Look through the records that follow. Copy every line containing the word "below".

Supplied material Block Start

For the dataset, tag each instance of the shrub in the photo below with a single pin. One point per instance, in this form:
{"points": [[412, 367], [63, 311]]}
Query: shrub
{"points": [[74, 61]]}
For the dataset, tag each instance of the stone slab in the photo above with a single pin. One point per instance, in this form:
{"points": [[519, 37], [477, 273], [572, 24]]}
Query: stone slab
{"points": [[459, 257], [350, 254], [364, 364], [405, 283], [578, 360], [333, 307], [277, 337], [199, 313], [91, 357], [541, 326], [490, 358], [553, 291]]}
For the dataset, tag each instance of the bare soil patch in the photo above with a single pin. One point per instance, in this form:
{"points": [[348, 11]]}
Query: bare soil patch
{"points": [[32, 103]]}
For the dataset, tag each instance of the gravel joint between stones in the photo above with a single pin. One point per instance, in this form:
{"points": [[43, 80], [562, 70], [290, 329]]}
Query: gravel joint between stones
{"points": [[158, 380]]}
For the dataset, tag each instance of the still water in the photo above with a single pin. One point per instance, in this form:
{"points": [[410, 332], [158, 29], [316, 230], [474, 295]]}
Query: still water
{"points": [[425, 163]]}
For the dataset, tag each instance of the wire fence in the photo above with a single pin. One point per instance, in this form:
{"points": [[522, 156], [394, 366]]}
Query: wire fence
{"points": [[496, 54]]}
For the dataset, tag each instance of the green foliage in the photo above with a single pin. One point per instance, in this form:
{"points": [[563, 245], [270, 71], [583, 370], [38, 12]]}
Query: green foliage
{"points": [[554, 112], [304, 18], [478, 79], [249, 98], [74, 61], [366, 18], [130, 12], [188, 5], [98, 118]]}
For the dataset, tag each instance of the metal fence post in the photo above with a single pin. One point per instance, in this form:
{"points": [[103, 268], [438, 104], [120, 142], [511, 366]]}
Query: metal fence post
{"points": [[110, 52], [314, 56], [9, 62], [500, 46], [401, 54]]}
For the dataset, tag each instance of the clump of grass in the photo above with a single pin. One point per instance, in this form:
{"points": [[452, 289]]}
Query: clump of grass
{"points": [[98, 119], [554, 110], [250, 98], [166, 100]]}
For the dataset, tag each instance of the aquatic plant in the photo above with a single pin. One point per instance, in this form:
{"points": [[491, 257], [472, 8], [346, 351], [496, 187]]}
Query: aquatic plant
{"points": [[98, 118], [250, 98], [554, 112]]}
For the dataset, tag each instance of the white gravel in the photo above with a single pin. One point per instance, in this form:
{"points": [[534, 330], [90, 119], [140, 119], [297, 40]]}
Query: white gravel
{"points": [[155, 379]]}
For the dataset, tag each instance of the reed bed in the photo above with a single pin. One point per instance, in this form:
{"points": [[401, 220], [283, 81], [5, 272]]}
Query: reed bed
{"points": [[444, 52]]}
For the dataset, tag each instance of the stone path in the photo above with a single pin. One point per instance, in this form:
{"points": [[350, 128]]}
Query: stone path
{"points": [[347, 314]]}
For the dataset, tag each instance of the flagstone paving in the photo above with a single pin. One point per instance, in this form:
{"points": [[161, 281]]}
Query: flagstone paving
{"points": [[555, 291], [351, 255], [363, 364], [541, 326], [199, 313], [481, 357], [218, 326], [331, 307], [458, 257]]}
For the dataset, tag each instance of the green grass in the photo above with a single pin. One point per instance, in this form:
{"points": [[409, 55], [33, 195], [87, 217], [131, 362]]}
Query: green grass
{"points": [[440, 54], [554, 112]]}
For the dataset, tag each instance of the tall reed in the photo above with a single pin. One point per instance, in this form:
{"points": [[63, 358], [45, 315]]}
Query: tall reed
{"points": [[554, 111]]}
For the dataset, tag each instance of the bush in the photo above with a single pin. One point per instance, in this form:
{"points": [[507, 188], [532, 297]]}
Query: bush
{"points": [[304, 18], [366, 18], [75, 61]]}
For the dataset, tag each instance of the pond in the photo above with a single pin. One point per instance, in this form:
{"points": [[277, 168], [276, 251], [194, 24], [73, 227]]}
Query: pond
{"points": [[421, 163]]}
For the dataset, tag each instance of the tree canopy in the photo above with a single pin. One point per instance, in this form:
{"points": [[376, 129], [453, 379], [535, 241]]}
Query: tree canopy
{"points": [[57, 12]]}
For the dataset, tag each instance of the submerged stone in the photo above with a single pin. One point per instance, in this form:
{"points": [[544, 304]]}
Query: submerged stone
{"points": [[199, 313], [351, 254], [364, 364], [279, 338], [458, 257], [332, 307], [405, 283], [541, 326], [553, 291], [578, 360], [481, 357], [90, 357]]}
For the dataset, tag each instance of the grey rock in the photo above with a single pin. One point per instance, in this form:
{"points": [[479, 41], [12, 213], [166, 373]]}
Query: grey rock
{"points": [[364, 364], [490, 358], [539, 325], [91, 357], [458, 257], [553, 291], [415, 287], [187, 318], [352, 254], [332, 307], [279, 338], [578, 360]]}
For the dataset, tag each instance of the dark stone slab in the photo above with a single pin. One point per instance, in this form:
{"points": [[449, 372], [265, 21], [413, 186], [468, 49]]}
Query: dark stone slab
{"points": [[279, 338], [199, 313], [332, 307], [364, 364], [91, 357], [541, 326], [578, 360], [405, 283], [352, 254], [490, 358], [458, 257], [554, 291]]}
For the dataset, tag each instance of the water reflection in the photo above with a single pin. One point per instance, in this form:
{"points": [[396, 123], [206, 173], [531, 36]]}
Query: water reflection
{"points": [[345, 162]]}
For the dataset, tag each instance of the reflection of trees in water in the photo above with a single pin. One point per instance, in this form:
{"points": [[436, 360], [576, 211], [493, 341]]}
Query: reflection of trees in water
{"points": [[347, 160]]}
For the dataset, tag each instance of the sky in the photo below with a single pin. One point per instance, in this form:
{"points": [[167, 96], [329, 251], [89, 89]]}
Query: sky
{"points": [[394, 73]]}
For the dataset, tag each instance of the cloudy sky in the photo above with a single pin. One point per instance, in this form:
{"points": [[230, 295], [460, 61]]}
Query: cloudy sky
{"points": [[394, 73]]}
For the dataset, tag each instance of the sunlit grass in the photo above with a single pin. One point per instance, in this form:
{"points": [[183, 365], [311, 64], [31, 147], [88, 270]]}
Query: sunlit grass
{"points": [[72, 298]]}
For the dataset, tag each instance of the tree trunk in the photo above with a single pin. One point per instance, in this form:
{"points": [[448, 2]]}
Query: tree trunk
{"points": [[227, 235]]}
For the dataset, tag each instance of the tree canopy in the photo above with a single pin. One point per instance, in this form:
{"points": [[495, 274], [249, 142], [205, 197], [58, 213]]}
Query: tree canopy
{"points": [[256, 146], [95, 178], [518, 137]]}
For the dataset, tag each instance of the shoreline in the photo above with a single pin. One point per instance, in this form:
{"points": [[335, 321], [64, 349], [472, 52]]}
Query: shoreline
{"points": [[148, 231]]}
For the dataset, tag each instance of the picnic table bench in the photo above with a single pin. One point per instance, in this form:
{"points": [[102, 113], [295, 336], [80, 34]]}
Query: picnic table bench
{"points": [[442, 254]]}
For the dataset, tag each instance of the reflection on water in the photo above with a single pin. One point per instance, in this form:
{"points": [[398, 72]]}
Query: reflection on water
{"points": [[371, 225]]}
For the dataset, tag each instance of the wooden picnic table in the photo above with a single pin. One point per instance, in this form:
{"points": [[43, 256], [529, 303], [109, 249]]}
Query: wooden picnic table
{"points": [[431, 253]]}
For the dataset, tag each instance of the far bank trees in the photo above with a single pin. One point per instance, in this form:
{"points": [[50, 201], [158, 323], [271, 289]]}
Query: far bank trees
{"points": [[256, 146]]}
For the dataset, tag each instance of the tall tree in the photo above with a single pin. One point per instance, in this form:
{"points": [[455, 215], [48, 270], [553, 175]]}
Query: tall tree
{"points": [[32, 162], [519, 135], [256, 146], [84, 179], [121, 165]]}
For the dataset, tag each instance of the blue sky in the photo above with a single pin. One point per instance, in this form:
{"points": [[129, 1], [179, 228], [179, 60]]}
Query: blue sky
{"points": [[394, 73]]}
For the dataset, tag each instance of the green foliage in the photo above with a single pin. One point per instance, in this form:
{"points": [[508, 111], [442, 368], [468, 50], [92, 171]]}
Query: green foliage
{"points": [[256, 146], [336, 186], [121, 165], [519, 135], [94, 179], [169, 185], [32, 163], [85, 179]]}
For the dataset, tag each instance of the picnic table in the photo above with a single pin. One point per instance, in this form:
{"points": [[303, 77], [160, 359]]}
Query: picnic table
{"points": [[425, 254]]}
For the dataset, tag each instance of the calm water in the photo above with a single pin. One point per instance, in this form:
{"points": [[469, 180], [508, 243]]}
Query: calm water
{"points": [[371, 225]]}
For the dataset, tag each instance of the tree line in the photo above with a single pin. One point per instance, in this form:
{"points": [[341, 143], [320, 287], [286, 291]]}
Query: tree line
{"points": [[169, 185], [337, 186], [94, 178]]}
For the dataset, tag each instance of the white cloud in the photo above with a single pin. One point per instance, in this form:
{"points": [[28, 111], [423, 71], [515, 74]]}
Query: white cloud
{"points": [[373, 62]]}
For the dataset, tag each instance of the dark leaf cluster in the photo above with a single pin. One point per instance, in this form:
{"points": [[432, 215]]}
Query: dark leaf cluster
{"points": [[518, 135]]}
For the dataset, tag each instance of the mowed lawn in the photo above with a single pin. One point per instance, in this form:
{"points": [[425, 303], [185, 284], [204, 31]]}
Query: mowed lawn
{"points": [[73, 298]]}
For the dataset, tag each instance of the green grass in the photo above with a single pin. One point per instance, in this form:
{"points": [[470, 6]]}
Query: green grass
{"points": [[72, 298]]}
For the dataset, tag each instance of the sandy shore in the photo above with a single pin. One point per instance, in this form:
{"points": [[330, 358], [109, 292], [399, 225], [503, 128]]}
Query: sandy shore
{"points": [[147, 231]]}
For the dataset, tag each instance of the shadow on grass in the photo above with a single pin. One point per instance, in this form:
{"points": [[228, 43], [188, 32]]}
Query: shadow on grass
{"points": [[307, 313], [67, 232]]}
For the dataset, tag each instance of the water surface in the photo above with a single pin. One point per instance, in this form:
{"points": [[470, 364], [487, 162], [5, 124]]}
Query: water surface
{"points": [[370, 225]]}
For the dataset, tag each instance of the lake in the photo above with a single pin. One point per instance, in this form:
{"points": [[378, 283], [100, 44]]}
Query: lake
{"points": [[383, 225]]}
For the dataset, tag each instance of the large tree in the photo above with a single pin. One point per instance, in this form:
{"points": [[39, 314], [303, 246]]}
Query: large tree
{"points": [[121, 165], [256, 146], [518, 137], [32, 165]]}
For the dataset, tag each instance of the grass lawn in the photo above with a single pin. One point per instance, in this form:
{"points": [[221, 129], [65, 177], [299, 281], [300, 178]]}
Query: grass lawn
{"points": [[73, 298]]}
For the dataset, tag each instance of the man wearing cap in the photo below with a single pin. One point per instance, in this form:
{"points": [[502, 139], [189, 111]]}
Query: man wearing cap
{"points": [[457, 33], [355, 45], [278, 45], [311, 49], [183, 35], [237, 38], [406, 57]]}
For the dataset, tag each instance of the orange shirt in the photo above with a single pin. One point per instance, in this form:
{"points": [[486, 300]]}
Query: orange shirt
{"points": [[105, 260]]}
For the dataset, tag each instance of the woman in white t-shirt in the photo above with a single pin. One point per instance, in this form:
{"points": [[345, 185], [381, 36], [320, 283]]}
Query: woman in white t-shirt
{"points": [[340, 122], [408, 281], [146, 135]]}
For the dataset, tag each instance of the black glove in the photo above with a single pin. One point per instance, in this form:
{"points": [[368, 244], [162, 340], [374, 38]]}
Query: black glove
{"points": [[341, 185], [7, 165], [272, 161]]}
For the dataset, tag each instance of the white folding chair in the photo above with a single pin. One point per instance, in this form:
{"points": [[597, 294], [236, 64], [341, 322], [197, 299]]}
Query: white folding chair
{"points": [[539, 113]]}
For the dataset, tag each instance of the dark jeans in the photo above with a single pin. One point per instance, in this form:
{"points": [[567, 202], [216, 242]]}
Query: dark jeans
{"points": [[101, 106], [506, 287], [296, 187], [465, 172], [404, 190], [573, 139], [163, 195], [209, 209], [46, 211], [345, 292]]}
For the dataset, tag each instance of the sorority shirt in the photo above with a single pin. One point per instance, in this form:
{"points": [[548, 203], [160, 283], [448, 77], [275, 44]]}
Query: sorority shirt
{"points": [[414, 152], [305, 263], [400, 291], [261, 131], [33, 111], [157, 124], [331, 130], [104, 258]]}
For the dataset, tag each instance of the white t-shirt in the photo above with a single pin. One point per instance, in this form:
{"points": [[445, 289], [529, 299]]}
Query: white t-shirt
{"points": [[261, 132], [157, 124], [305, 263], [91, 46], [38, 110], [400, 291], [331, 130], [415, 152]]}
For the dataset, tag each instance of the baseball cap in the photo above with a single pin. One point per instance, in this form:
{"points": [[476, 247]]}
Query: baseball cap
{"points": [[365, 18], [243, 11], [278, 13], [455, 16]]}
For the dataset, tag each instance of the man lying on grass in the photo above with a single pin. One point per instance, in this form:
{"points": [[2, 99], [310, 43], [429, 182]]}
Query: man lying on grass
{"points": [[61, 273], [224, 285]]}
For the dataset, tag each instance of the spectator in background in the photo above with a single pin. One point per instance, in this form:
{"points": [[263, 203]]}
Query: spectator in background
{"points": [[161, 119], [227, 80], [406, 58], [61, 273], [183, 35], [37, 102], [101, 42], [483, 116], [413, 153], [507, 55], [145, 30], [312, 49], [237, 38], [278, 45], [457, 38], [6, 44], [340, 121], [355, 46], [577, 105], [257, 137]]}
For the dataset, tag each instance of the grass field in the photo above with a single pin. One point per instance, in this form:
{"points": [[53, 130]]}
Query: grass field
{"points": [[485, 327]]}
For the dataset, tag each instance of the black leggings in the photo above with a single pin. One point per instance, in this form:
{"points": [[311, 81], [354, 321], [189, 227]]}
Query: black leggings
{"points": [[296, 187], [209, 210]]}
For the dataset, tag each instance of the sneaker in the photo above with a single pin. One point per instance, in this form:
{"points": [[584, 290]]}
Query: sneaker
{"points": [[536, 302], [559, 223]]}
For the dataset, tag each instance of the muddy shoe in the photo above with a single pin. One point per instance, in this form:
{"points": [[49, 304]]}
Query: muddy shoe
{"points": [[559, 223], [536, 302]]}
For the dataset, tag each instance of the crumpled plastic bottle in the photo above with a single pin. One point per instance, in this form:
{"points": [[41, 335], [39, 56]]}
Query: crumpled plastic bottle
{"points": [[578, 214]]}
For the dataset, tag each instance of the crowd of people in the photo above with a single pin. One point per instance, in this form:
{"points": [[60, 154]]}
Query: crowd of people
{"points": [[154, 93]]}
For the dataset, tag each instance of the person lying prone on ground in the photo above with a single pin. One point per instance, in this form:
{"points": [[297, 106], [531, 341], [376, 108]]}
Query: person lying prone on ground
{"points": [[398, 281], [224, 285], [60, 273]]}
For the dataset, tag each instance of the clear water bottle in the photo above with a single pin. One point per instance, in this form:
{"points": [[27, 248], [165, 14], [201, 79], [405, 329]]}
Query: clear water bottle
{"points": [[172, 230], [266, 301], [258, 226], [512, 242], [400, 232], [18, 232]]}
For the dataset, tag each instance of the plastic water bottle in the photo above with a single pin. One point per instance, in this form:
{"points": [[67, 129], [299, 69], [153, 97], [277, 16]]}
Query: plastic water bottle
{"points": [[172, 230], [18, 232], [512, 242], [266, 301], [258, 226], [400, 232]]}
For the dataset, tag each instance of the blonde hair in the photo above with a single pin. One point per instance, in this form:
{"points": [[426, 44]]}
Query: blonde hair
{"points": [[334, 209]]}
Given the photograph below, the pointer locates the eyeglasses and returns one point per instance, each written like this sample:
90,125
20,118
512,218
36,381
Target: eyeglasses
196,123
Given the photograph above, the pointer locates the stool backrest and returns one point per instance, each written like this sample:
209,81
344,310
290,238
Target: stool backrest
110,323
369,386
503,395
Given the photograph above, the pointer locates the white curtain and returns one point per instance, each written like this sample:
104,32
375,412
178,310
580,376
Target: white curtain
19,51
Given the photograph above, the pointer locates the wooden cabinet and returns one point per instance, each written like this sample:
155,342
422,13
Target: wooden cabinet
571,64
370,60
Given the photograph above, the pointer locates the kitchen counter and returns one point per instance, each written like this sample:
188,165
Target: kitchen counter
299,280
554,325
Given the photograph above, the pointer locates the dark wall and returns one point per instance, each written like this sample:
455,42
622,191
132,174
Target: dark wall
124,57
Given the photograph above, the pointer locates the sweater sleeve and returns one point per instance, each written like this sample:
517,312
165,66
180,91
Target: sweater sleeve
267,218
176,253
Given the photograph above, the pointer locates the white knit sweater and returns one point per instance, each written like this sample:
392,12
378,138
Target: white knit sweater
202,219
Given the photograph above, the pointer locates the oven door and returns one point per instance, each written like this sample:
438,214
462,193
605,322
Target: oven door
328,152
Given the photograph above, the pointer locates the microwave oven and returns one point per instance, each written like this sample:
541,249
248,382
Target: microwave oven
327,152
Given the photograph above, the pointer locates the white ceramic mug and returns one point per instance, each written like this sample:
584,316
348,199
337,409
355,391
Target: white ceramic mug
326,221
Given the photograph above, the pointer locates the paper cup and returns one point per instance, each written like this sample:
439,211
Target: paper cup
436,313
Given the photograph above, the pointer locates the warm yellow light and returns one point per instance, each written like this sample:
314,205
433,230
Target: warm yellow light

Supplied material Block End

Task output:
For the dataset, tag each instance of the shrub in the photo below with a single pin. One point per instance, in this form:
For the dataset, tag each instance of the sky in the photo below with a single pin. One point per instance, in this form:
For the dataset, tag each instance of the man wearing cap in the photo below with a single pin. One point per instance, in this form:
Given the photograph below, the pointer locates the eyeglasses and returns one point per instance, each written like this sample:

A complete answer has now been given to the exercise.